Новый аргонавт или восхождение к прошлому

Александр Огушевич
Книжная полка
               
                Александр ОГУШЕВИЧ

                НОВЫЙ  АРГОНАВТ  ИЛИ  ВОСХОЖДЕНИЕ  К  ПРОШЛОМУ
 
Книга магистра экономических наук Периклиса Завитсаноса «Вливается прошлое в настоящее»1 - поразительный пример невероятного сочетания того, что автором замыслено, и того, во что оно вылилось... Впрочем, давно подмечено, что когда «художник замахивается на жизнь бичом, то в момент удара бич его превращается в мягкую гирлянду душистого ландыша» (В. Вересаев).2  В нашем случае, удары «бичом» только обозначили места, где пристало в суровой действительности возникнуть «ландышевым гирляндам», где художественное должно становиться вровень с человеческим императивом. Выбором: жить ли по законам прагматизма, или ещё как-нибудь, иначе… Т. е., жизнь выбирает человека, а вот человек, порой, не всегда выбирает художественное видение мира и поэзию, довольствуясь суррогатом. Книга, о которой пойдёт речь ниже, и есть уход от суррогата наших, не всегда радостных, будней.

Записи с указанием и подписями
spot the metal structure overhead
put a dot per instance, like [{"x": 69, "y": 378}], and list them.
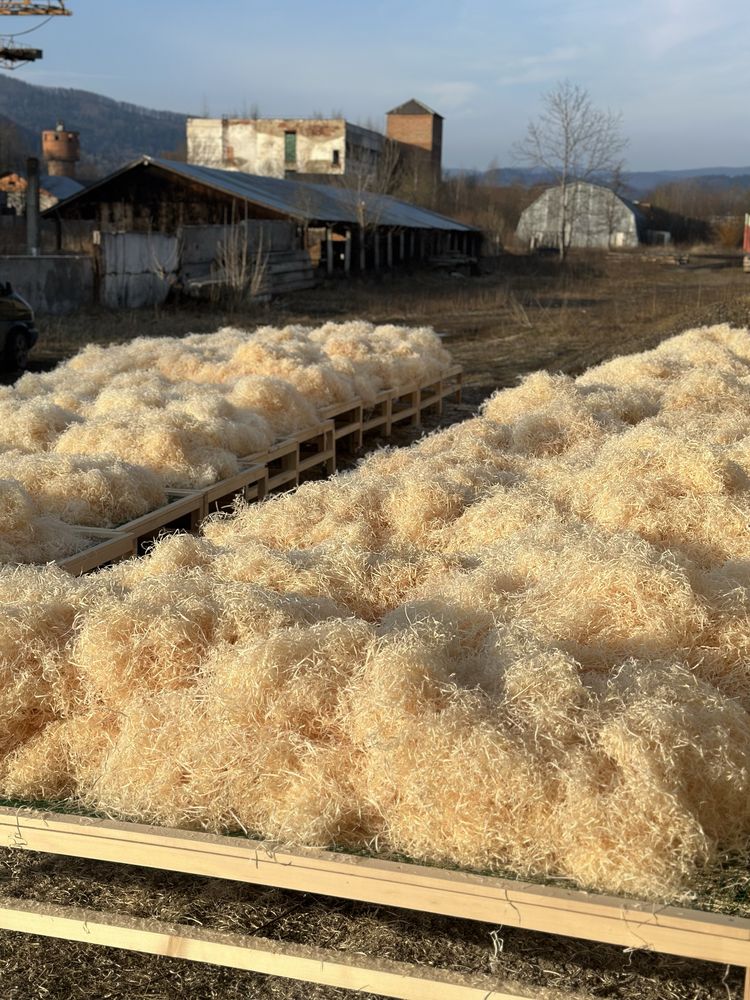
[
  {"x": 31, "y": 8},
  {"x": 13, "y": 55}
]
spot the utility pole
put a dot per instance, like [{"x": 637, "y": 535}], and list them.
[{"x": 12, "y": 55}]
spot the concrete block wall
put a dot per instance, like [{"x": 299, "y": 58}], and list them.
[{"x": 52, "y": 284}]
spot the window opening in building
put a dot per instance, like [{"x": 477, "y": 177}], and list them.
[{"x": 290, "y": 147}]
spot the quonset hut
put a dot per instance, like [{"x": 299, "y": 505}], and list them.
[{"x": 595, "y": 217}]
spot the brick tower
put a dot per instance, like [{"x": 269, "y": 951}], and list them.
[
  {"x": 62, "y": 150},
  {"x": 414, "y": 124}
]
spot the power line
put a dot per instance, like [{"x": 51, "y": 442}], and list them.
[{"x": 31, "y": 8}]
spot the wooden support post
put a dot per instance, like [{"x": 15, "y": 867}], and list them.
[{"x": 329, "y": 252}]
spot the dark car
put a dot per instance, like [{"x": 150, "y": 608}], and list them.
[{"x": 18, "y": 334}]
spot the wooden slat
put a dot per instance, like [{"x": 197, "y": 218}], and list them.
[
  {"x": 113, "y": 545},
  {"x": 405, "y": 405},
  {"x": 221, "y": 495},
  {"x": 378, "y": 416},
  {"x": 275, "y": 958},
  {"x": 184, "y": 504},
  {"x": 608, "y": 919}
]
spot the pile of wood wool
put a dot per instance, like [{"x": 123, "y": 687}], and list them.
[
  {"x": 182, "y": 413},
  {"x": 520, "y": 644}
]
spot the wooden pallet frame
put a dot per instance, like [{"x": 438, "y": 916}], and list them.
[
  {"x": 112, "y": 546},
  {"x": 606, "y": 919},
  {"x": 452, "y": 382},
  {"x": 378, "y": 416},
  {"x": 281, "y": 462},
  {"x": 248, "y": 484},
  {"x": 184, "y": 506},
  {"x": 317, "y": 448},
  {"x": 405, "y": 406},
  {"x": 281, "y": 467},
  {"x": 347, "y": 424}
]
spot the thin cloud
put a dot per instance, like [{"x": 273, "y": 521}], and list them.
[
  {"x": 541, "y": 67},
  {"x": 452, "y": 95}
]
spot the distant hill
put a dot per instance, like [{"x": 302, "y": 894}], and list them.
[
  {"x": 638, "y": 182},
  {"x": 112, "y": 132}
]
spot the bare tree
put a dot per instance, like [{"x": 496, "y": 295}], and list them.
[{"x": 572, "y": 141}]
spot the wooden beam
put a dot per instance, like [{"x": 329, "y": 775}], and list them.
[
  {"x": 569, "y": 912},
  {"x": 329, "y": 252},
  {"x": 348, "y": 253},
  {"x": 272, "y": 958}
]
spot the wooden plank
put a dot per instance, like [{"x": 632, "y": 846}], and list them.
[
  {"x": 568, "y": 912},
  {"x": 248, "y": 483},
  {"x": 378, "y": 416},
  {"x": 347, "y": 423},
  {"x": 318, "y": 447},
  {"x": 281, "y": 461},
  {"x": 113, "y": 546},
  {"x": 185, "y": 507},
  {"x": 254, "y": 954},
  {"x": 405, "y": 406},
  {"x": 453, "y": 383}
]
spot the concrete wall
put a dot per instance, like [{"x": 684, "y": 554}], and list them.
[
  {"x": 52, "y": 284},
  {"x": 200, "y": 244},
  {"x": 76, "y": 237},
  {"x": 596, "y": 217},
  {"x": 137, "y": 269}
]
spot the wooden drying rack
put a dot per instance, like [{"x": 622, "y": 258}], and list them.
[{"x": 628, "y": 923}]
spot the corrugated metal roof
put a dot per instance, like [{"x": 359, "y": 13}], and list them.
[
  {"x": 312, "y": 203},
  {"x": 60, "y": 187}
]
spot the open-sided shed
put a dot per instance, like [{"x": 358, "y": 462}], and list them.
[{"x": 344, "y": 227}]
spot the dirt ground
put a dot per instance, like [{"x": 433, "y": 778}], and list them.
[{"x": 520, "y": 315}]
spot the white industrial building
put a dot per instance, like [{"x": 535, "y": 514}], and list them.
[{"x": 320, "y": 147}]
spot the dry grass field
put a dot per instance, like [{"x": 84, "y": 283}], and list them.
[{"x": 522, "y": 314}]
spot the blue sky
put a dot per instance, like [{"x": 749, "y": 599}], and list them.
[{"x": 677, "y": 70}]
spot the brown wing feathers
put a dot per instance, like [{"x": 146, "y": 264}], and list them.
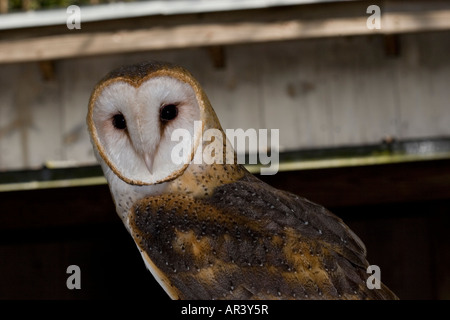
[{"x": 250, "y": 241}]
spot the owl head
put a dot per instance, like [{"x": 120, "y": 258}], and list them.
[{"x": 132, "y": 114}]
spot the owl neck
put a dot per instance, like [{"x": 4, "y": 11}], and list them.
[{"x": 200, "y": 180}]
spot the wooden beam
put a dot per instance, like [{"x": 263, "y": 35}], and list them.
[{"x": 300, "y": 22}]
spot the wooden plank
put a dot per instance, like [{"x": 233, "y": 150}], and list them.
[
  {"x": 207, "y": 32},
  {"x": 10, "y": 151}
]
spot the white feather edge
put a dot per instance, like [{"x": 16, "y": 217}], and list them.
[{"x": 155, "y": 271}]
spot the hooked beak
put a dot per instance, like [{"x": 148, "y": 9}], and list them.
[{"x": 149, "y": 162}]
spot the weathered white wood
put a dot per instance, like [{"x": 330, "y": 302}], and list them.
[
  {"x": 11, "y": 150},
  {"x": 41, "y": 100},
  {"x": 195, "y": 32},
  {"x": 318, "y": 92}
]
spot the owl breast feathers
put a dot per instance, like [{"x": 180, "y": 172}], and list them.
[{"x": 212, "y": 231}]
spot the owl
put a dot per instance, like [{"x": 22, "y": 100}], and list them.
[{"x": 211, "y": 230}]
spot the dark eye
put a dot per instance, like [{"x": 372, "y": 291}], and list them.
[
  {"x": 119, "y": 121},
  {"x": 168, "y": 112}
]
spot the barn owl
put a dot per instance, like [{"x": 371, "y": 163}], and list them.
[{"x": 212, "y": 230}]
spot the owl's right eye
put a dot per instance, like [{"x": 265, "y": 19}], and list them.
[{"x": 119, "y": 121}]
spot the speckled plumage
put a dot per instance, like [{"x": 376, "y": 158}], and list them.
[{"x": 217, "y": 232}]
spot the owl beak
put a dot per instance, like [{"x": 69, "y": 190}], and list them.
[{"x": 149, "y": 162}]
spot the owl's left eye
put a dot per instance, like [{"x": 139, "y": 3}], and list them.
[
  {"x": 168, "y": 112},
  {"x": 119, "y": 121}
]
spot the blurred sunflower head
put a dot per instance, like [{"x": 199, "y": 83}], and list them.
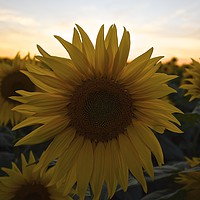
[
  {"x": 27, "y": 185},
  {"x": 99, "y": 110},
  {"x": 192, "y": 84},
  {"x": 11, "y": 79},
  {"x": 191, "y": 183}
]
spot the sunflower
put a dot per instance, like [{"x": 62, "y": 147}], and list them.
[
  {"x": 27, "y": 185},
  {"x": 195, "y": 161},
  {"x": 192, "y": 84},
  {"x": 12, "y": 79},
  {"x": 99, "y": 110},
  {"x": 191, "y": 182}
]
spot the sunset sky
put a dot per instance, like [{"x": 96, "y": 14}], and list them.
[{"x": 172, "y": 27}]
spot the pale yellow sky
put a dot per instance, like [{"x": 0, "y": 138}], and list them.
[{"x": 171, "y": 27}]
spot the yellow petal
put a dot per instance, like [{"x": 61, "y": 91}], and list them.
[
  {"x": 122, "y": 53},
  {"x": 100, "y": 52},
  {"x": 88, "y": 47},
  {"x": 81, "y": 63}
]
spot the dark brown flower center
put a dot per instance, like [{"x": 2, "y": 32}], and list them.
[
  {"x": 15, "y": 81},
  {"x": 32, "y": 192},
  {"x": 100, "y": 109}
]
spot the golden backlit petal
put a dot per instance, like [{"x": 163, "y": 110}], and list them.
[
  {"x": 142, "y": 150},
  {"x": 111, "y": 43},
  {"x": 39, "y": 70},
  {"x": 44, "y": 132},
  {"x": 81, "y": 63},
  {"x": 39, "y": 83},
  {"x": 132, "y": 159},
  {"x": 98, "y": 173},
  {"x": 64, "y": 70},
  {"x": 121, "y": 56},
  {"x": 84, "y": 168},
  {"x": 76, "y": 40},
  {"x": 170, "y": 126},
  {"x": 148, "y": 137},
  {"x": 119, "y": 166},
  {"x": 56, "y": 147},
  {"x": 110, "y": 177},
  {"x": 88, "y": 47},
  {"x": 100, "y": 53}
]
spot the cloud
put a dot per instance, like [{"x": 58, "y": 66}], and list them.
[{"x": 13, "y": 17}]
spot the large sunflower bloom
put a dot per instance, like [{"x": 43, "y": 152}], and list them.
[
  {"x": 27, "y": 184},
  {"x": 99, "y": 111},
  {"x": 192, "y": 84},
  {"x": 12, "y": 79},
  {"x": 191, "y": 183}
]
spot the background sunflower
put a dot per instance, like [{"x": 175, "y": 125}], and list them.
[
  {"x": 26, "y": 185},
  {"x": 11, "y": 79}
]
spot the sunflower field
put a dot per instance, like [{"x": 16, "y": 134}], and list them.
[{"x": 98, "y": 126}]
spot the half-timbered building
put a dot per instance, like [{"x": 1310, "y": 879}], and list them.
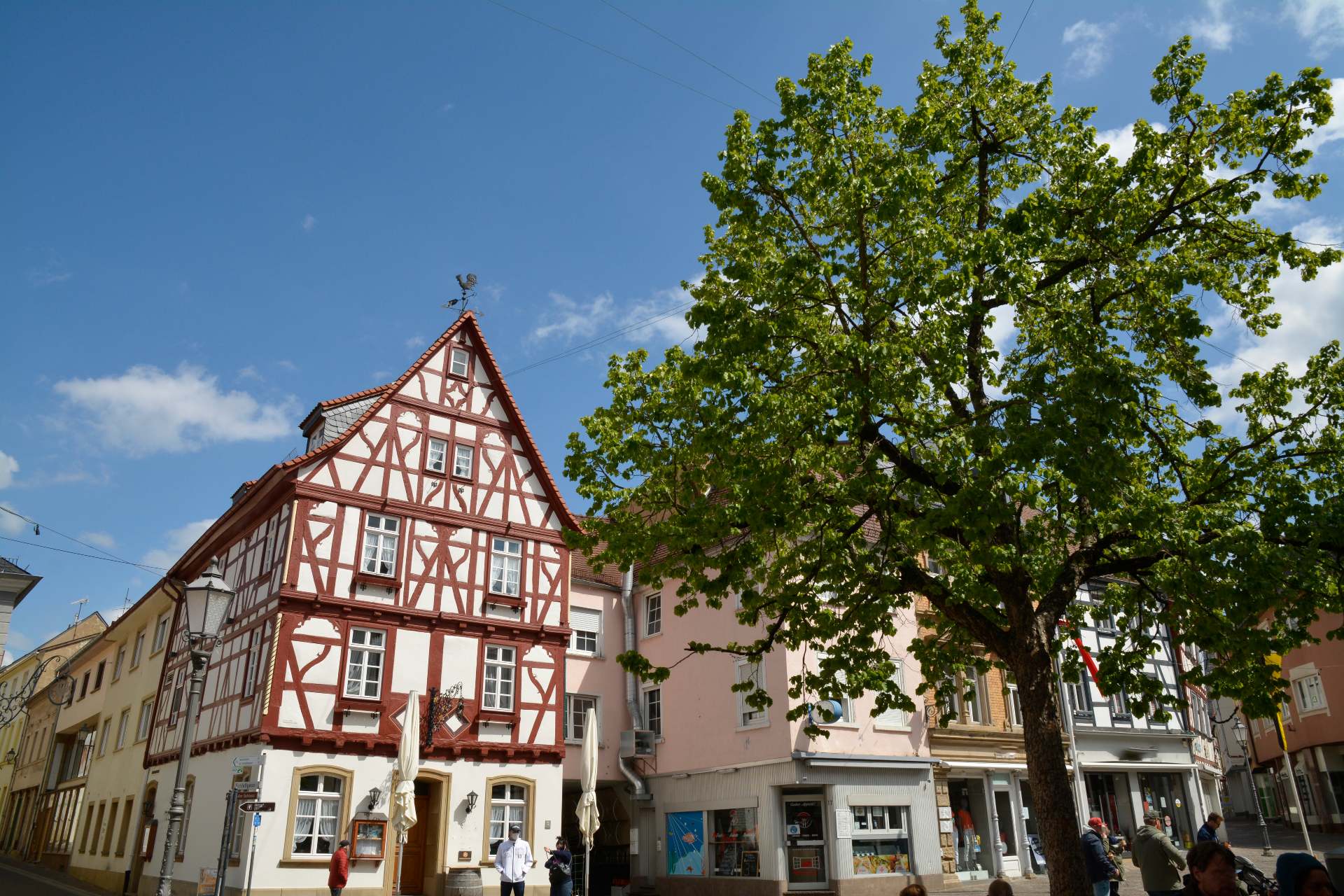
[{"x": 414, "y": 548}]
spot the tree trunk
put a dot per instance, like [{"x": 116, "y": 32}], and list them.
[{"x": 1051, "y": 793}]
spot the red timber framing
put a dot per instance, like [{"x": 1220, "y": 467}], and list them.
[{"x": 295, "y": 547}]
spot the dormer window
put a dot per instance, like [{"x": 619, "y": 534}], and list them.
[
  {"x": 457, "y": 365},
  {"x": 437, "y": 457}
]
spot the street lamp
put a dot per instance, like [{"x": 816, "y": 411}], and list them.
[
  {"x": 1243, "y": 739},
  {"x": 206, "y": 605}
]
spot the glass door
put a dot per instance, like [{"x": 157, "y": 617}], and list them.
[{"x": 806, "y": 843}]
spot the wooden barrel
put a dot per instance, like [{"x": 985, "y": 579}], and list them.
[{"x": 463, "y": 881}]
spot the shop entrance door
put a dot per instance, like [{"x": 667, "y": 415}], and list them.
[{"x": 806, "y": 843}]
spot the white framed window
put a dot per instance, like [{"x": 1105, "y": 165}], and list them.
[
  {"x": 895, "y": 718},
  {"x": 499, "y": 678},
  {"x": 508, "y": 806},
  {"x": 162, "y": 633},
  {"x": 652, "y": 615},
  {"x": 365, "y": 664},
  {"x": 147, "y": 716},
  {"x": 316, "y": 816},
  {"x": 505, "y": 566},
  {"x": 1310, "y": 694},
  {"x": 587, "y": 636},
  {"x": 122, "y": 727},
  {"x": 881, "y": 841},
  {"x": 381, "y": 545},
  {"x": 464, "y": 457},
  {"x": 436, "y": 457},
  {"x": 575, "y": 716},
  {"x": 748, "y": 715},
  {"x": 654, "y": 711}
]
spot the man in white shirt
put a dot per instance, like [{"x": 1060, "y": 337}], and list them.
[{"x": 512, "y": 862}]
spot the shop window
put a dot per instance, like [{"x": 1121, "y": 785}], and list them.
[
  {"x": 881, "y": 841},
  {"x": 734, "y": 840}
]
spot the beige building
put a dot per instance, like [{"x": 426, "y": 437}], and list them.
[
  {"x": 118, "y": 798},
  {"x": 29, "y": 723}
]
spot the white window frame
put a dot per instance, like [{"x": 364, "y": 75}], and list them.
[
  {"x": 505, "y": 556},
  {"x": 748, "y": 715},
  {"x": 654, "y": 614},
  {"x": 575, "y": 713},
  {"x": 464, "y": 469},
  {"x": 381, "y": 539},
  {"x": 582, "y": 631},
  {"x": 436, "y": 456},
  {"x": 363, "y": 645},
  {"x": 500, "y": 671}
]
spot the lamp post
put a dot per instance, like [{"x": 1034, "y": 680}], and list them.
[
  {"x": 206, "y": 602},
  {"x": 1243, "y": 739}
]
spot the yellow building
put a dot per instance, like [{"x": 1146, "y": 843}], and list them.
[
  {"x": 22, "y": 742},
  {"x": 118, "y": 805}
]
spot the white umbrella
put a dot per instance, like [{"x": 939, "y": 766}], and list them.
[
  {"x": 587, "y": 811},
  {"x": 407, "y": 766}
]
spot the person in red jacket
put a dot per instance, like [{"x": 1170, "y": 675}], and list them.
[{"x": 339, "y": 872}]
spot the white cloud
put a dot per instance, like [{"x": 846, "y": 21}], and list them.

_Задания_
1) Объясните в одном–трех предложениях, чем в тексте о книге Завитсаноса обосновано то, что задуманное автором книги вылилось в нечто иное.
2) Какая научная степень у автора книги «Вливается прошлое в настоящее», если судить по тексту о ней?
3) Продолжите текст о книге «Вливается прошлое в настоящее», начав сразу после его последнего предложения.
Записи для работы не понадобятся.

_Ответы по заданиям_
1) Автор текста ссылается на давнее наблюдение В. Вересаева. Когда художник замахивается на жизнь бичом, в момент удара бич превращается в мягкую гирлянду душистого ландыша.

2) Он магистр экономических наук.

3)
События, о которых повествует автор, требуют высокого слога, чрезвычайно бережного, если не сказать трепетного, и корректного прикосновения к историческим фактам, во время их обустройства в канву задуманного. Книга «Вливается прошлое в настоящее» свидетельствует, что автор более чем проникся чувствованиями не только богов-олимпийцев, но также заботами и переживаниями персонажей книги. Музейная мумия, в главе «Египетской принцессе», предстаёт вновь ожившей, но не для того, чтобы демонстрировать свою непревзойденную былую красоту, но приходит к Читателю, опять же по воле автора (впрочем, весьма органично, что ни строка, то «десятка»!), с мольбой живого человека, которому более чем наскучило лежание в музее на всеобщем обозрении. В контексте этой ситуации возникает элемент напряжения: и действительно, а по какому праву наши современники лишили покоя давно умерших (не важно кого – простолюдинов или фараонов), разве нет здесь элемента глумления над ушедшими? Так неожиданно автор поднимает и эту тему; впрочем, не педалирует своё к ней однозначное отношение, позволив читателю самому ее для себя решить.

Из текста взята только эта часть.